Stated task: Rewrite only the records from their beginning through the line holding "[[[184,101],[181,100],[173,100],[173,117],[185,118]]]", inclusive, replacing "outline" with "boundary" and keeping everything else the same. Leave the pictures out of your answer.

Saved data entries:
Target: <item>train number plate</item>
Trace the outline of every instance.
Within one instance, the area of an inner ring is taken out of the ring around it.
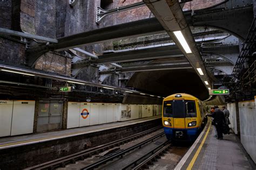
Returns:
[[[183,136],[183,131],[176,131],[176,137],[182,137]]]

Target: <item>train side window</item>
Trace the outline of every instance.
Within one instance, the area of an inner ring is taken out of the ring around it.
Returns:
[[[164,102],[164,117],[172,117],[172,101]]]
[[[197,117],[196,103],[193,101],[186,101],[186,116],[188,117]]]
[[[204,110],[203,109],[202,105],[201,103],[200,102],[198,103],[198,104],[199,104],[200,112],[201,112],[201,117],[204,117]]]
[[[184,101],[181,100],[173,100],[173,117],[185,118]]]

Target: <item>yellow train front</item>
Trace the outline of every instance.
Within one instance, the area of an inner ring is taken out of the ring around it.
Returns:
[[[165,98],[162,110],[164,131],[171,140],[194,141],[207,120],[201,101],[185,93]]]

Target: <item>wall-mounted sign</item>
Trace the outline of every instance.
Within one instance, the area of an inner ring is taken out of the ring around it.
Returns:
[[[70,92],[71,91],[71,87],[63,87],[59,88],[59,91],[60,92]]]
[[[230,94],[230,89],[212,89],[209,90],[210,95],[228,95]]]

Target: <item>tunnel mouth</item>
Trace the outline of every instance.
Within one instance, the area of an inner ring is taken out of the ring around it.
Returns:
[[[202,101],[208,97],[208,90],[193,69],[136,72],[126,88],[164,97],[182,93]]]

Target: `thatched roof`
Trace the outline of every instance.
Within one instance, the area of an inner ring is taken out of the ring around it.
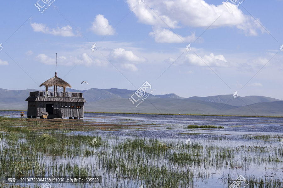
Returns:
[[[42,86],[44,86],[45,87],[51,87],[54,86],[58,86],[59,87],[72,87],[70,84],[60,78],[57,77],[57,72],[55,73],[55,76],[42,83],[39,86],[41,87]]]

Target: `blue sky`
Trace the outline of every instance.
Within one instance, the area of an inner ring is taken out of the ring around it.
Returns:
[[[0,88],[44,89],[57,53],[76,89],[283,100],[282,0],[52,1],[0,3]]]

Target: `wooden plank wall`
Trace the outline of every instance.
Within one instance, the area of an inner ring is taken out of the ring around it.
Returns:
[[[74,102],[28,101],[27,116],[41,116],[42,112],[46,111],[47,104],[53,105],[53,109],[61,108],[62,113],[66,118],[84,117],[84,103]]]

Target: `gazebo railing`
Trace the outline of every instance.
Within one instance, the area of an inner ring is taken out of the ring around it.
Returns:
[[[36,97],[83,98],[82,93],[54,92],[54,91],[33,91],[30,92],[30,97]]]

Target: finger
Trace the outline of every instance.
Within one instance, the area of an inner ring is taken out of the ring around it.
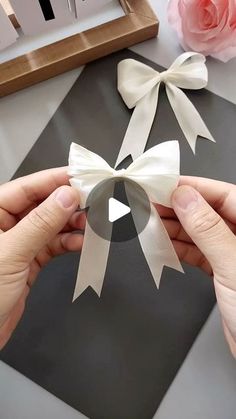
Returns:
[[[55,256],[63,255],[67,252],[78,252],[83,245],[83,235],[74,233],[60,233],[37,255],[31,265],[28,276],[28,285],[32,287],[40,270]]]
[[[24,309],[25,309],[25,301],[29,294],[29,287],[25,287],[21,297],[14,305],[8,317],[5,319],[4,323],[0,327],[0,350],[5,346],[5,344],[10,339],[12,333],[14,332],[17,324],[19,323]]]
[[[59,186],[69,184],[66,167],[43,170],[0,185],[0,208],[19,214],[47,198]]]
[[[62,186],[33,209],[15,227],[4,233],[6,246],[19,261],[31,262],[64,228],[79,205],[79,194]]]
[[[236,237],[224,220],[190,186],[178,187],[172,204],[184,230],[212,266],[215,277],[223,285],[235,288]]]
[[[225,220],[224,220],[225,221]],[[184,241],[187,243],[192,243],[191,237],[186,233],[182,225],[180,224],[179,220],[171,219],[171,218],[162,218],[162,222],[170,236],[171,239]],[[232,224],[230,222],[226,222],[227,226],[230,228],[230,230],[235,234],[236,233],[236,225]]]
[[[192,239],[183,229],[182,225],[177,220],[163,219],[162,222],[172,240],[179,240],[187,243],[193,243]]]
[[[224,218],[236,223],[236,186],[231,183],[200,177],[181,176],[180,186],[189,185]]]
[[[84,231],[86,223],[85,212],[76,211],[70,218],[68,224],[65,226],[64,231],[81,230]]]
[[[200,250],[191,243],[172,240],[178,258],[191,266],[202,269],[207,275],[212,276],[212,268]]]
[[[9,214],[6,210],[0,208],[0,229],[2,231],[10,230],[10,228],[16,225],[16,218]]]
[[[83,245],[83,235],[77,233],[58,234],[44,249],[37,255],[37,262],[40,269],[45,266],[53,257],[63,255],[67,252],[78,252]]]

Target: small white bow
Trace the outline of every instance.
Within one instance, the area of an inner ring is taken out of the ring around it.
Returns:
[[[168,141],[146,151],[127,169],[115,170],[102,157],[72,143],[68,170],[68,174],[72,176],[70,183],[79,190],[82,207],[86,206],[86,200],[95,186],[114,177],[124,177],[137,183],[146,192],[151,203],[170,207],[172,192],[179,181],[179,154],[178,141]],[[136,224],[135,214],[132,215]],[[157,287],[163,266],[182,272],[174,247],[153,204],[148,224],[139,234],[139,241]],[[88,286],[100,296],[109,247],[110,241],[99,237],[86,223],[73,300]]]
[[[185,52],[162,73],[133,59],[118,64],[118,90],[128,108],[135,109],[116,166],[128,155],[135,160],[143,153],[155,118],[161,82],[165,84],[169,102],[192,151],[195,152],[198,136],[215,142],[198,111],[181,90],[206,87],[205,61],[201,54]]]

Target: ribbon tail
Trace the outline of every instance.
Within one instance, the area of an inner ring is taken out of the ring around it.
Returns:
[[[109,249],[110,241],[99,237],[87,222],[73,302],[89,286],[92,287],[100,297],[107,267]]]
[[[138,237],[157,288],[160,285],[164,266],[184,273],[174,246],[153,204],[151,204],[149,222]]]
[[[176,119],[193,153],[195,153],[198,136],[215,142],[202,117],[185,93],[171,83],[166,83],[166,93]]]
[[[160,83],[140,99],[133,111],[115,167],[126,157],[133,160],[143,154],[155,118]]]

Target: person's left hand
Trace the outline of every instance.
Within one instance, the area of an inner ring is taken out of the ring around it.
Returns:
[[[0,186],[0,349],[21,318],[40,269],[54,256],[81,249],[83,236],[73,234],[84,225],[78,206],[66,168]]]

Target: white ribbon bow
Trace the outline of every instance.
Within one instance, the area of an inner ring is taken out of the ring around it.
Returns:
[[[206,87],[208,71],[205,61],[201,54],[185,52],[162,73],[133,59],[118,64],[118,90],[128,108],[135,109],[116,166],[129,155],[135,160],[143,153],[155,118],[162,82],[192,151],[195,152],[198,136],[215,142],[198,111],[181,90]]]
[[[82,208],[86,206],[88,195],[96,185],[106,179],[121,176],[141,186],[150,202],[171,207],[171,194],[179,181],[179,160],[178,142],[168,141],[146,151],[127,169],[116,171],[102,157],[72,143],[68,174],[73,176],[70,179],[71,185],[80,192]],[[132,215],[137,225],[135,214]],[[139,234],[139,241],[157,287],[164,266],[183,272],[172,242],[153,204],[148,224]],[[86,222],[73,301],[89,286],[100,296],[109,248],[110,241],[99,237]]]

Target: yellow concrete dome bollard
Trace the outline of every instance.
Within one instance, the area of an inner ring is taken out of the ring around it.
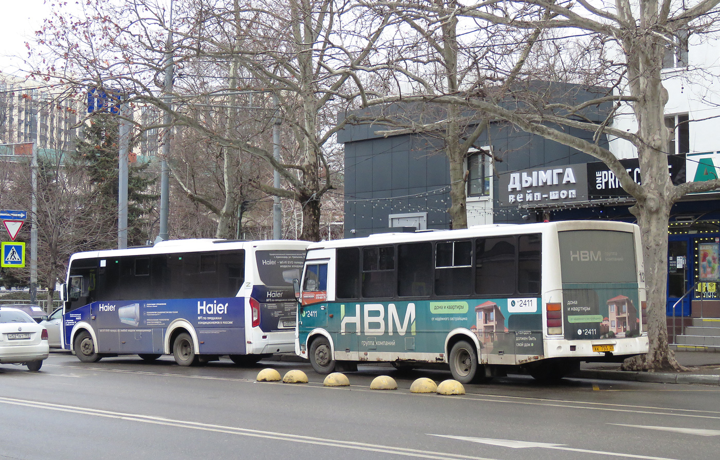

Reply to the task:
Target: <item>train number plate</item>
Trace the boundary of every instance.
Within one instance, the area of an inner ring is taken out of the ring around it.
Returns:
[[[183,136],[183,131],[176,131],[176,137],[182,137]]]

Target: <item>train side window</item>
Trace the boundary of every instance.
Within one instance, the area of an inner ring is taken out of the ring around it.
Returns:
[[[164,102],[164,117],[172,117],[172,101]]]
[[[197,117],[196,103],[193,101],[186,101],[186,116],[188,117]]]
[[[204,110],[203,109],[202,105],[201,103],[200,102],[198,103],[198,104],[199,104],[200,112],[201,112],[201,117],[204,117]]]
[[[184,101],[181,100],[173,100],[173,117],[185,118]]]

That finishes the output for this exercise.